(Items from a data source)
★ ★ ★

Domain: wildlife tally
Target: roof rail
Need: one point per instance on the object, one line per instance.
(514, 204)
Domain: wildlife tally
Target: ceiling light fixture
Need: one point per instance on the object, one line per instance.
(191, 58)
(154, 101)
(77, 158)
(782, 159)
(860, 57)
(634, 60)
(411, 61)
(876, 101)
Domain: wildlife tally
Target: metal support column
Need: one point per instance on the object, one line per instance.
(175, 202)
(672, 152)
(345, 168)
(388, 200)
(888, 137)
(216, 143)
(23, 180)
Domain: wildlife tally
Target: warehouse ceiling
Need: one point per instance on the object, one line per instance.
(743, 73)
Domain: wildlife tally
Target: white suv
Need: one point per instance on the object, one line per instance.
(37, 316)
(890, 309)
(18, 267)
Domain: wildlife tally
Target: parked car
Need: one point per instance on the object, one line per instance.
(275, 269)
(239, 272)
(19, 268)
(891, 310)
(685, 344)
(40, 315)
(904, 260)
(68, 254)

★ ★ ★

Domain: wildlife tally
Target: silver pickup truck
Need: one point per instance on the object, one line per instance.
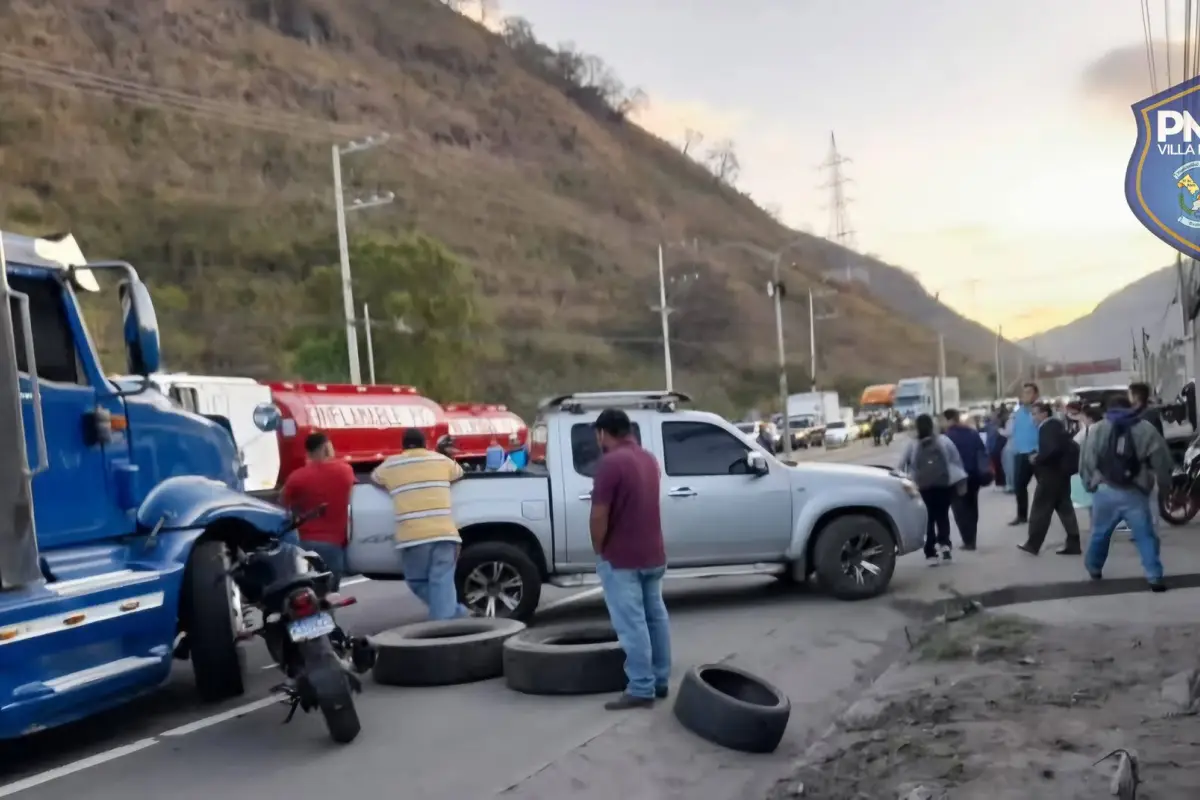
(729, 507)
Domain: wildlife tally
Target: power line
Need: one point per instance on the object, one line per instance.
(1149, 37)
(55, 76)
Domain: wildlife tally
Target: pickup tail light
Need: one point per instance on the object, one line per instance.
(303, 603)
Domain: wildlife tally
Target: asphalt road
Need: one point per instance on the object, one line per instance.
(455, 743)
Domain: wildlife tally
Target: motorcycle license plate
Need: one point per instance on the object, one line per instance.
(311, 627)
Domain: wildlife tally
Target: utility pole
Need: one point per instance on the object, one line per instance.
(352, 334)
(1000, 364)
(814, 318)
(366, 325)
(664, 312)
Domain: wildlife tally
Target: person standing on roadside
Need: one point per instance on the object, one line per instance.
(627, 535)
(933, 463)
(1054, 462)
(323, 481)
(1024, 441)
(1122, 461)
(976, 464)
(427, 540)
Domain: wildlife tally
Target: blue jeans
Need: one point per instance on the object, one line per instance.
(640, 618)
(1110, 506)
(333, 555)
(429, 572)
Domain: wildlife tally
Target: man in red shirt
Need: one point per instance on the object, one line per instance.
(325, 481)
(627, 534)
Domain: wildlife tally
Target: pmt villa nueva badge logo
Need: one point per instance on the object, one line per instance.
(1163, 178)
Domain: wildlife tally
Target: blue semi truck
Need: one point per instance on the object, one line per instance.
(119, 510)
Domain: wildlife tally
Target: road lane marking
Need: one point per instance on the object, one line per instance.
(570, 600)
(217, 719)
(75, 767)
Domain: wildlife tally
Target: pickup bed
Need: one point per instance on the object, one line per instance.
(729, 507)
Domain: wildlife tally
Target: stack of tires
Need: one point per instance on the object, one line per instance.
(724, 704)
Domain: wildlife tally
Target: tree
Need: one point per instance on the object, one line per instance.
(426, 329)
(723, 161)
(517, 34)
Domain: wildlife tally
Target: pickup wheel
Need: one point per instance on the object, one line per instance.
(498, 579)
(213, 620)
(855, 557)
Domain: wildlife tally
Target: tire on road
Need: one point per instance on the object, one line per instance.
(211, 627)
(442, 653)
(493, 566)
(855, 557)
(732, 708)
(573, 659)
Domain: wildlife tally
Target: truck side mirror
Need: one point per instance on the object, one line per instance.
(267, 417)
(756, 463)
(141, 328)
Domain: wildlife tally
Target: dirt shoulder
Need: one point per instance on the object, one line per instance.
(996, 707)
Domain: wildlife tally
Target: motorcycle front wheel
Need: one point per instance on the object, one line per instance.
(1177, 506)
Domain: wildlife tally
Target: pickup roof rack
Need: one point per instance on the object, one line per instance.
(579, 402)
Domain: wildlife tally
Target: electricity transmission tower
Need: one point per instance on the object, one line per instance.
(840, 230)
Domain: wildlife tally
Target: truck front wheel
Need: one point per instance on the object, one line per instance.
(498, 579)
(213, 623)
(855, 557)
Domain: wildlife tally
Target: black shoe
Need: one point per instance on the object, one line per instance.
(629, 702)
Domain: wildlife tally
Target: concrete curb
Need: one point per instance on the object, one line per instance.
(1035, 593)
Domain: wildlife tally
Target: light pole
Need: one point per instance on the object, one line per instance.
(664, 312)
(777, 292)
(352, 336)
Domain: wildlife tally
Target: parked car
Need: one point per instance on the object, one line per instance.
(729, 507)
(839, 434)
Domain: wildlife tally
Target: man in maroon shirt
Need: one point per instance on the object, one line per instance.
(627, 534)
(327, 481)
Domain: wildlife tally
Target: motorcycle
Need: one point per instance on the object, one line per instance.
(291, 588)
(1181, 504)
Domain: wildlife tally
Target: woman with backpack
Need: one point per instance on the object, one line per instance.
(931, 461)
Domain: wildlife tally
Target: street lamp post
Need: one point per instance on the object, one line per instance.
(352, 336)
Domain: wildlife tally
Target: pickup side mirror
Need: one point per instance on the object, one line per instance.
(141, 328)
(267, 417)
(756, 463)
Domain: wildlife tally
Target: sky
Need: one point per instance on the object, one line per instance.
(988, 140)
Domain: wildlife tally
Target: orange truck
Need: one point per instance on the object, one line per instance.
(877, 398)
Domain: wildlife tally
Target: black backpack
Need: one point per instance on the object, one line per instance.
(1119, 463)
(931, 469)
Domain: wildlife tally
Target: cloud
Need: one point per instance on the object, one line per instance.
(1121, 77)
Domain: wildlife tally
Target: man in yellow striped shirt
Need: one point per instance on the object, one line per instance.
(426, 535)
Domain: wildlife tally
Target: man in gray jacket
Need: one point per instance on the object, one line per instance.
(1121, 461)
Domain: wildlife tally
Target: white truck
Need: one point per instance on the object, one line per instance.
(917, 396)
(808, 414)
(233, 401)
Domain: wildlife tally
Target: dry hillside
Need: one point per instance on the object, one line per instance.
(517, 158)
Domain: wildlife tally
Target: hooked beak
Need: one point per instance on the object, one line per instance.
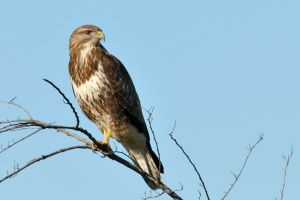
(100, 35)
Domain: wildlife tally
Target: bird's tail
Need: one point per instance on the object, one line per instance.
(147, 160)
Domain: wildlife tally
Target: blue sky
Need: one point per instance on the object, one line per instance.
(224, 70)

★ ★ ★

TASK DIRECTIONS: Transcribe each line of the data above, unaltered, from the one where "Target: pickup wheel" appears to the one where "Target: pickup side mirror" appears, inclusive of both.

SOLUTION:
Target: pickup wheel
Need: one point per instance on the object, one line per instance.
(498, 579)
(213, 620)
(855, 557)
Domain: wildlife tally
Target: tire on road
Need: one point per instance on the object, one line per instance.
(211, 627)
(442, 653)
(493, 566)
(855, 557)
(732, 708)
(573, 659)
Domain: wildlife tally
Target: truck side mirror
Need: one point per instance on the object, one line per instance.
(267, 417)
(756, 463)
(141, 328)
Domain: wildlife tally
Target: dirt shoulder
Need: one point per instance on the object, one line per instance.
(996, 707)
Domain: wildlife tally
Target: motorcycle front wheel
Need: one point per instance on the object, one line per instance.
(1177, 506)
Domain: wildlife tally
Target: pickup roof rack
Need: one point per instance on the object, one line per instance.
(579, 402)
Domain: wildlife tally
Target: electricity transmission tower
Need: one point per instance on the object, one line per instance.
(840, 230)
Domain: wildlife tally
Target: truck front wheel
Need: one point per instance on the object, one line per instance.
(498, 579)
(213, 623)
(855, 557)
Domain: wildlife tally
Target: black shoe
Need: one point per instance on the object, one line per instance.
(629, 702)
Domain: wildlife tally
Target: concrete curb
Need: one point per instance on the object, one line per instance.
(1035, 593)
Domain: wildlife tally
Target: light pole
Need: one point per instance on the object, one line per instance.
(664, 312)
(777, 292)
(352, 336)
Domain: wildlife tally
Target: parked car
Need: one point per instance on the object, one line per instance.
(729, 507)
(839, 434)
Domain: wildlife tally
Target: man in maroon shirt
Need: one point per instance on the object, one line per instance.
(627, 534)
(327, 481)
Domain: wildlife tally
Target: motorcycle
Need: one point per instance on the object, one line per instance.
(291, 588)
(1181, 504)
Domain: wildlife tally
Target: woman with backpack
Need: one point per instance on the object, one line per instance.
(931, 461)
Domain: wildlife tally
Target: street lamp post
Need: one point per instance on the object, one line per instance.
(352, 336)
Domain: wildlife tally
Target: pickup side mirror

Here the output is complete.